-- Task goal --
Copy all data exactly. Skip pictures.

== == ==

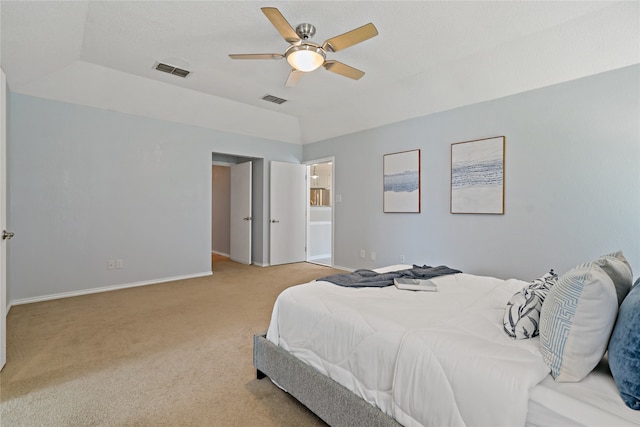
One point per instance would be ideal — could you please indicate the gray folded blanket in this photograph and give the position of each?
(369, 278)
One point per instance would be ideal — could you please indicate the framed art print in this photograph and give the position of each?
(477, 176)
(401, 181)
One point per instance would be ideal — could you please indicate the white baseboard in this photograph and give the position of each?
(320, 256)
(104, 289)
(343, 268)
(220, 253)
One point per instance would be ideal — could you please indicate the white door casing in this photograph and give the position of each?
(288, 208)
(3, 220)
(240, 215)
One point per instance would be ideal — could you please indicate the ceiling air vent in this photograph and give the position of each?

== == ==

-- Answer area --
One point per instance would be ideal — could you please indicate the gray folded blanket in this photograph and give the position of each?
(369, 278)
One point per instance would be ideal — could you please indicate the framed art print in this photograph and give the position of each?
(477, 176)
(401, 181)
One point per instance would be ideal — could you please indicate the white baseboard in this photograph and give the position of each?
(320, 256)
(104, 289)
(343, 268)
(220, 253)
One point per instance would be ideal — could you please indicate the white door casing in this photograph and give the position of each?
(288, 208)
(3, 220)
(240, 215)
One point per instance would be ideal — could you please indicate the ceiling air vent in this photograph and give the position of each?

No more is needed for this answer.